> **Extract**:
======
The movie finished with her helping him off the pier... 

What a fantastic movie it was - and it was apparently based on a true story. I decided to write about it in here. I didn't know why I wanted to write about it until this very paragraph, right now. There's a lesson in that movie, and the story it tells. It's a lesson about judgement. Maybe that's not the lesson it wanted to teach, but it's the lesson I choose to talk about right now.

We all judge others for their appearance, for their actions, for how we perceive them to be. But we never know what a person's past is, or what drives them to do the things they do. A person who we may judge as being a cold-blooded killer, who should be killed themselves, may be on the very edge of redemption, of re-discovering his own humanity and making a positive difference to this world. 

One of the American Indian tribes had a saying... "Never judge another man until you walk a mile in his moccasins" (or something like that).

Every one of us has the potential to do great evil or great good. Or both. 

I don't agree with religion because I believe it feeds on ignorance and fear. But I do believe there is a lot of value within the Bible. Didn't Jesus apparently say, "Let he who is without sin cast the first stone" when people wanted to judge and punish someone?
======
> **Task objective**: According to the movie reflection, why can our judgments of other people be wrong? Answer in one to three sentences.

> **Listed entries**:
======
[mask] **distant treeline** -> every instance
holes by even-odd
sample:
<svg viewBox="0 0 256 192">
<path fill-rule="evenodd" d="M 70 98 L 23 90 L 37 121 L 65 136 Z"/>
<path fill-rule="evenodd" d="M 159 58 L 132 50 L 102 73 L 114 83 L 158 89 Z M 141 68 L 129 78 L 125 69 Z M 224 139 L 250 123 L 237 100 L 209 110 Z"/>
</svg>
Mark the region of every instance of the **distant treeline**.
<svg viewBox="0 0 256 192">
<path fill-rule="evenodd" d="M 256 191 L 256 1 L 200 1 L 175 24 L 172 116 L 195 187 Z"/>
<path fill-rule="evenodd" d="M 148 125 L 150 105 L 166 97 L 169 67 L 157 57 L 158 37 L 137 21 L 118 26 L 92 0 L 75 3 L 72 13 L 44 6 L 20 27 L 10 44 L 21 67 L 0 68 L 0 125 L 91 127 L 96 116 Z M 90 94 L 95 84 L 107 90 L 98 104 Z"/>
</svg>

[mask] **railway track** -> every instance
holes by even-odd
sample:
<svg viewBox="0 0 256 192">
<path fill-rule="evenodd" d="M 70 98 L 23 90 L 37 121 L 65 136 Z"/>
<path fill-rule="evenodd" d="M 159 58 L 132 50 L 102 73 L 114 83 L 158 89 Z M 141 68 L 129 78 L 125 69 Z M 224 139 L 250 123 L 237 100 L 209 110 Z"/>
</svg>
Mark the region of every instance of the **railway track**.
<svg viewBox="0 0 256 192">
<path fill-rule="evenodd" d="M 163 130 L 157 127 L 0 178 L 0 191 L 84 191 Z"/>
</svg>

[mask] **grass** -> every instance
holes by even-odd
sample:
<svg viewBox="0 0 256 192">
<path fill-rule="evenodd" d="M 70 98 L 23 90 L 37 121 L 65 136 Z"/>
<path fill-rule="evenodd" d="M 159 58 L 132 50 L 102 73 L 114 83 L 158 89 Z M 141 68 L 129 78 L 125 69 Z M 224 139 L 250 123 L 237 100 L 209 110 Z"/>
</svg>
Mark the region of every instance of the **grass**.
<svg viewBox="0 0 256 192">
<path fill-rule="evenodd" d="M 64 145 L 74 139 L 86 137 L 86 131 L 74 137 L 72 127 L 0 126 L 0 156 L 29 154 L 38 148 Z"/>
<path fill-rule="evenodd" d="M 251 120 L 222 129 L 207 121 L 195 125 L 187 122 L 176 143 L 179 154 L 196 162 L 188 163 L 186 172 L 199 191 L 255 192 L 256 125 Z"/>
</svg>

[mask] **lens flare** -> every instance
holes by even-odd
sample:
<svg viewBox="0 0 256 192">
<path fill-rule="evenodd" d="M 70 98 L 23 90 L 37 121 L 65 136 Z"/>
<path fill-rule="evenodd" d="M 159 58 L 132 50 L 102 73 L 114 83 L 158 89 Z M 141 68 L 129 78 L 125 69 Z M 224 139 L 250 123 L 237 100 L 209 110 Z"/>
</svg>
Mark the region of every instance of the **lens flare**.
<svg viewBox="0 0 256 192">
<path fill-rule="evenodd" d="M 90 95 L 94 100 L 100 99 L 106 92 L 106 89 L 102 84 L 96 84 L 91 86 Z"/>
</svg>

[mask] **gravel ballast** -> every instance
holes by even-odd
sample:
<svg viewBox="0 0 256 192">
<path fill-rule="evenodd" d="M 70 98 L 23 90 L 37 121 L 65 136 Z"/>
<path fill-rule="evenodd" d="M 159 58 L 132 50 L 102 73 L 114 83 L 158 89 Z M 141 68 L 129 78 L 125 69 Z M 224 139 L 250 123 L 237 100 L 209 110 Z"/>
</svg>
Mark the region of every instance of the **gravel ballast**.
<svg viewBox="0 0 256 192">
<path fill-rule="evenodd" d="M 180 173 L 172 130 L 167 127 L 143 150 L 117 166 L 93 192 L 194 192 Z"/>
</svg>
======
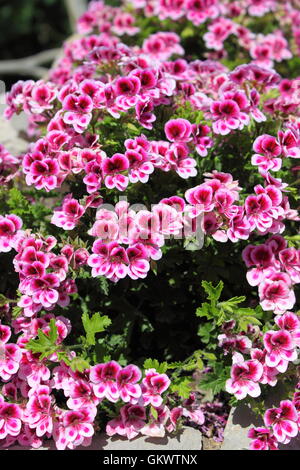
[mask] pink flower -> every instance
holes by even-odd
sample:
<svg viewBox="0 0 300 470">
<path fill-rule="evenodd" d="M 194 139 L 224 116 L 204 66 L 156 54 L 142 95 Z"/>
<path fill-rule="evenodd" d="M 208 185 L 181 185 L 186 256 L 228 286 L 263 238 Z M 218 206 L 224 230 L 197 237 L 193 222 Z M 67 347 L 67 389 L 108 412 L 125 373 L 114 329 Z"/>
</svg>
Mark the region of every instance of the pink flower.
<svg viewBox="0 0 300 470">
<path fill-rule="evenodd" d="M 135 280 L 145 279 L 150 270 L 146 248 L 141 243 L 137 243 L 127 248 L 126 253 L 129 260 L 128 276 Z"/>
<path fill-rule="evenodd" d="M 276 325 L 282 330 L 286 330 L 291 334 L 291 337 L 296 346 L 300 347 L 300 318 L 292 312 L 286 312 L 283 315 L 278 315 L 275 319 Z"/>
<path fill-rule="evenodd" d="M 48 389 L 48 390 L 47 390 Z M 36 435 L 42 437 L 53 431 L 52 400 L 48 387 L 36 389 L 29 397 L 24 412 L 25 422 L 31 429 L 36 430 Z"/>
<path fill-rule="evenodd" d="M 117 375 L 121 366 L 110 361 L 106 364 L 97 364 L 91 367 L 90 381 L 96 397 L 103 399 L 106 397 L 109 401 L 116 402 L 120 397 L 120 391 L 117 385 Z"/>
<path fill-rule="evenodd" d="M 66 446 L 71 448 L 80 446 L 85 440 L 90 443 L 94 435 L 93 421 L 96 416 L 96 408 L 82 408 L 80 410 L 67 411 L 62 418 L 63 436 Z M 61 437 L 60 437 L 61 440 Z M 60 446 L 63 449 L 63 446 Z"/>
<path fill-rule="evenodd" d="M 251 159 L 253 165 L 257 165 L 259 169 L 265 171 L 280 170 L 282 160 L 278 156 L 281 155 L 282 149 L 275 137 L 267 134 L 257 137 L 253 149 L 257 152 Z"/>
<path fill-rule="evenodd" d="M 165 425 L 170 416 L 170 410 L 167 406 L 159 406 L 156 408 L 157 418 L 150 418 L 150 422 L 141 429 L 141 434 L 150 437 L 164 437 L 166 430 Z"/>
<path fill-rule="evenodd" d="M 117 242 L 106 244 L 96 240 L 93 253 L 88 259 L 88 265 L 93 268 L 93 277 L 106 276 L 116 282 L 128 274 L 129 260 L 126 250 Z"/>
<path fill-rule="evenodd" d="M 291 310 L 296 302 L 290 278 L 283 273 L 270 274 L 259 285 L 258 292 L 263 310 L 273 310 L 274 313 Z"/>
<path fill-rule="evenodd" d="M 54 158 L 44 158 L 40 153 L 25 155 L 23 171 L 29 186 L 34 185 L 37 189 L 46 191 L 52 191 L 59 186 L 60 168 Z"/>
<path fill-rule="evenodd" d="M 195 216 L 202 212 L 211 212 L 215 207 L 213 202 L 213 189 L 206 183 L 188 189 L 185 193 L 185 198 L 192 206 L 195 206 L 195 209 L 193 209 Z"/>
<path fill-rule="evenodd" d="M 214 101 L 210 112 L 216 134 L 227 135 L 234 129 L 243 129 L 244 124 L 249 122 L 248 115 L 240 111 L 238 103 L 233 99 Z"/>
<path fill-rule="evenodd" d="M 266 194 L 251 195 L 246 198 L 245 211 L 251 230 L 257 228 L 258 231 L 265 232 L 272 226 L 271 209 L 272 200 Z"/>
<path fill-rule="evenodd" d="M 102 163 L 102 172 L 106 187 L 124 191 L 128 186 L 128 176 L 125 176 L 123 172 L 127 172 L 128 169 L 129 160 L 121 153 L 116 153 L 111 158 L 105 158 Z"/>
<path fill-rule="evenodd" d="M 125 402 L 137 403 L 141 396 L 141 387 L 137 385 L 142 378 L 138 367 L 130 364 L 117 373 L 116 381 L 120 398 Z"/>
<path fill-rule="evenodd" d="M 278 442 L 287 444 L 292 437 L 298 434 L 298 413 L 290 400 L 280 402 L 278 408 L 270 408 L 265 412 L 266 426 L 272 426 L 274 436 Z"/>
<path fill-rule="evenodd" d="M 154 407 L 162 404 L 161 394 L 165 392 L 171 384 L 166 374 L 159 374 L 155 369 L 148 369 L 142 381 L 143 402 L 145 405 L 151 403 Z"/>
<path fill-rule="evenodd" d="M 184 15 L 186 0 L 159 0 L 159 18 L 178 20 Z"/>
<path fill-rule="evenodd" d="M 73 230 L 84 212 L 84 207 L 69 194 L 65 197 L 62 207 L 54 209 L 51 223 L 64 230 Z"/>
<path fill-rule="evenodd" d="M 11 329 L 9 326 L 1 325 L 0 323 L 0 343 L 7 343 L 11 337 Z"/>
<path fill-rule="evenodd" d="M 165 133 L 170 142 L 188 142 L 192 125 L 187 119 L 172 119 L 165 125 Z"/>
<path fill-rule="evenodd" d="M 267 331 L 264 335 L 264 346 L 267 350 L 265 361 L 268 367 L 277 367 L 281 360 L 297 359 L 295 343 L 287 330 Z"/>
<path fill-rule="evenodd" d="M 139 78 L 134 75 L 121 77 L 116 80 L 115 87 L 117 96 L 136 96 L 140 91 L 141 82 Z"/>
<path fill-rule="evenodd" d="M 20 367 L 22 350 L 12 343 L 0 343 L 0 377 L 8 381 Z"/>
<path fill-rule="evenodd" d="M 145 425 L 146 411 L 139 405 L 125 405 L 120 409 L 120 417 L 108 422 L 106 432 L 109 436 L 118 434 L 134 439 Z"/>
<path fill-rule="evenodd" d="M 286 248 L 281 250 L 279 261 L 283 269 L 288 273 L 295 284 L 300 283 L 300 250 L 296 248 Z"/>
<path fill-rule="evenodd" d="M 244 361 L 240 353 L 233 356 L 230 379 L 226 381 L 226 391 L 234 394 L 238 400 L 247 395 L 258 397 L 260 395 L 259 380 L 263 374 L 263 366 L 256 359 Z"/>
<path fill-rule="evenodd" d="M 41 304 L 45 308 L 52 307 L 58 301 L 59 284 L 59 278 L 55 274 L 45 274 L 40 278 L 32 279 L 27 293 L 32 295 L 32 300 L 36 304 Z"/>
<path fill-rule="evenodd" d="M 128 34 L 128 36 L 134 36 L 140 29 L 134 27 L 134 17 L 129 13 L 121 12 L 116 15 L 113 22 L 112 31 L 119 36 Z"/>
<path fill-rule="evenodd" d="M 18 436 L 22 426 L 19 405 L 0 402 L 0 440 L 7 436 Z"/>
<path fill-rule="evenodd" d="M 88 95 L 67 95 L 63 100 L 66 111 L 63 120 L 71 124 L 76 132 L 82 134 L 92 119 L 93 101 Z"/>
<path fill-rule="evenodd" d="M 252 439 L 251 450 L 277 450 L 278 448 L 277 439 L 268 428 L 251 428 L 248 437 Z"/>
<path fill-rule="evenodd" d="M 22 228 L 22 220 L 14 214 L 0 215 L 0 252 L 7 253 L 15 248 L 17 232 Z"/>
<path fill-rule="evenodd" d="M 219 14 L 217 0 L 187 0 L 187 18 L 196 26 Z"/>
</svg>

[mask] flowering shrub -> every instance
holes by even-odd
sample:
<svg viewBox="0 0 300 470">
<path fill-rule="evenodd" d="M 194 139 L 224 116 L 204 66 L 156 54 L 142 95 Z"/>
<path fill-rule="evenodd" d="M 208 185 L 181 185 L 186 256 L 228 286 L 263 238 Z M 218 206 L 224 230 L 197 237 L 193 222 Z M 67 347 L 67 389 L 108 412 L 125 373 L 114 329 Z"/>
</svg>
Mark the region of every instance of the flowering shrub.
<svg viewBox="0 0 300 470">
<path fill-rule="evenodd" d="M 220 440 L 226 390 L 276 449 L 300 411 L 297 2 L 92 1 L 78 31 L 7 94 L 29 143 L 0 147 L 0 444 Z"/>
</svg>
======
> **The reply**: We judge people by their appearance, their actions and how we perceive them, but we never know their past or what drives them. Someone we judge to be a cold-blooded killer may be close to redemption, rediscovering his humanity and about to make a positive difference to the world.